(Records from a data collection):
════════════════

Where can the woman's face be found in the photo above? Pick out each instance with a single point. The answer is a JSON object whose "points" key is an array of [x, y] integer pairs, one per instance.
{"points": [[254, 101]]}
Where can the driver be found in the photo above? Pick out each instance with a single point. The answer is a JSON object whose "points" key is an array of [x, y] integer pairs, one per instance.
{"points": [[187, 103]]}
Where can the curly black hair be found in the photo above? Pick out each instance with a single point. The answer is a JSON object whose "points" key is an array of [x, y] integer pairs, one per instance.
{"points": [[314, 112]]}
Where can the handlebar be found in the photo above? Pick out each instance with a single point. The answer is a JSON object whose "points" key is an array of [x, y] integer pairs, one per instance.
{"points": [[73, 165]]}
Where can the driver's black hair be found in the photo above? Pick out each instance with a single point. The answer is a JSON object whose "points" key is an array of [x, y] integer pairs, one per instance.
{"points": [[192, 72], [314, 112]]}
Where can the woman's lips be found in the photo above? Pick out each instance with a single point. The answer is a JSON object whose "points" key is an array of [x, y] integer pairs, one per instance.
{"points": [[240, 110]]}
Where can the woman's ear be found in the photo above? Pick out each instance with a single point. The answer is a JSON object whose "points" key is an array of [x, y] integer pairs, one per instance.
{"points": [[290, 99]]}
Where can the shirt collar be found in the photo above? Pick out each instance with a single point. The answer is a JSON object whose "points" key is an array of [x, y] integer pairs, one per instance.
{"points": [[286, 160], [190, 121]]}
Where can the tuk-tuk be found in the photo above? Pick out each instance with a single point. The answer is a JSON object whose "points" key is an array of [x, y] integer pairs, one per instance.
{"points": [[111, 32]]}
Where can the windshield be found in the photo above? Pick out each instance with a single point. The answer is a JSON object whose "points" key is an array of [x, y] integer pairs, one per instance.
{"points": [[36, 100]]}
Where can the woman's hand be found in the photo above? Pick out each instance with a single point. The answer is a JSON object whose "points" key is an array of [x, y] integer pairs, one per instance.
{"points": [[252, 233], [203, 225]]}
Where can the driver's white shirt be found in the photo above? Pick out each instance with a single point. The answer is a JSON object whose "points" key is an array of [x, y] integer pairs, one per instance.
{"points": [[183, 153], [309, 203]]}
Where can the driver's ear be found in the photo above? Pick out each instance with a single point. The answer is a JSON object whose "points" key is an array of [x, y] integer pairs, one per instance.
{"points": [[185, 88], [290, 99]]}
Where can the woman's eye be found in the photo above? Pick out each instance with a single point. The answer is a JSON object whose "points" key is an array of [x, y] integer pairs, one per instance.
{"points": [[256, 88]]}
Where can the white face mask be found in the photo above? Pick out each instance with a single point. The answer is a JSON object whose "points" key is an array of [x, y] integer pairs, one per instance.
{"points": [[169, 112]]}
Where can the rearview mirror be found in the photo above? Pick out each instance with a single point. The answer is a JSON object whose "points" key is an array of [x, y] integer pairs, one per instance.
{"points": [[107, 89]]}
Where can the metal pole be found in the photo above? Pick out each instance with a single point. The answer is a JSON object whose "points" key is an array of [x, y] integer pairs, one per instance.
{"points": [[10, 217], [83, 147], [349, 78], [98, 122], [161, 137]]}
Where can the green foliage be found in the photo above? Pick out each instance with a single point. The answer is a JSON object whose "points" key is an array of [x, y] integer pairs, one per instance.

════════════════

Copy every record above exactly as it is.

Where can the woman's face be found in the photo above? Pick out each instance with a single point. The answer is a JSON object whose "points" key is an array of [x, y] integer pairs, one per instance.
{"points": [[254, 101]]}
Where can the driver be found in the photo above? Pick out each instance with a single point. The answer is a JSON object whose "points" key is an array of [x, y] integer pairs, one per instance.
{"points": [[187, 103]]}
Where can the curly black hair be found in the photo above? Pick out each instance with a single point. The answer is a JSON object whose "points" key is an array of [x, y] integer pairs, one per instance.
{"points": [[314, 112]]}
Where can the handlebar be found in the photo above? Pick out each instance with a single point. The answer is a JSON object whose "points" key is an array of [x, y] integer pairs, one per instance.
{"points": [[73, 165]]}
Where can the driver's black hair be found in the photo above? Pick out each instance with a single point. The answer is a JSON object whose "points" key is an array of [x, y] integer pairs, one per instance.
{"points": [[192, 72], [314, 112]]}
Where can the woman's lips be found in the photo above? Pick out each instance with a single point. The answer is a JSON object whose "points" key is an array of [x, y] integer pairs, one per instance.
{"points": [[240, 110]]}
Where can the woman's ear be found in the photo above? Pick out each instance with a single point. The answer is a JSON object whose "points" key is an array of [x, y] integer pairs, one per instance.
{"points": [[290, 99]]}
Where can the shirt collar be found in the photo above? Pick out each instance with a single point. The answer is a JSON object whose "points" key is an array of [x, y] integer pairs, one per instance.
{"points": [[286, 160], [190, 121]]}
Where can the tuk-tuk be found in the photo above? Pick out each instance with a single point. The answer is a JSON object whose "points" key is an array of [x, y] integer pairs, one per instance.
{"points": [[111, 32]]}
Where can the windshield be found in the photo above? Pick out each instance with a single point. The answer is a JSON object whose "points" key is an array of [x, y] integer pairs, one per instance.
{"points": [[36, 100]]}
Where can the woman's hand be found in the photo above? Pick out each instance with a single point. The answer is a JSON object whose "points" key is an array of [x, y] integer pairs, one per instance.
{"points": [[252, 233], [203, 225]]}
Where can the driver's white shirt be found in the photo above? Pick out each instance with a single point. The answer is a JSON object whose "points" key is an array of [x, y] integer pairs, one per instance.
{"points": [[183, 153], [309, 203]]}
Where can the driver's ear be found in the photo above? Pick out each instance with a single point. The answer is a JSON object whose "points" key is an array of [x, y] integer pairs, one per instance.
{"points": [[185, 88], [290, 99]]}
Where can the woman's eye be found in the photo above? Pick out each instance with a single point. The answer is a JSON object whose "points" key is an array of [x, y] integer pairs, one per instance.
{"points": [[256, 88]]}
Where can the white face mask be found in the photo above? Pick out each instance with a single point. The answer is a JSON object whose "points" key is an array of [x, y] integer pairs, one per instance.
{"points": [[169, 112]]}
Where can the rearview mirror be found in the photo above? Pick out each instance with a single point. The answer is a JSON object whose "points" key is an array of [x, y] integer pairs, one per instance.
{"points": [[107, 89]]}
Where can the metal pole be found in the photo above? Pick out each instance with a single point. The answer is a JSON object whose "points" key is an array of [x, y] integer pairs, one per instance.
{"points": [[10, 217], [83, 147], [349, 78], [98, 122], [161, 137]]}
Where can the green foliage be found in the photo above? Pick out each instance with a single point. The answer is a JSON object whose "points" key is an array of [x, y] integer pairs, one per instance.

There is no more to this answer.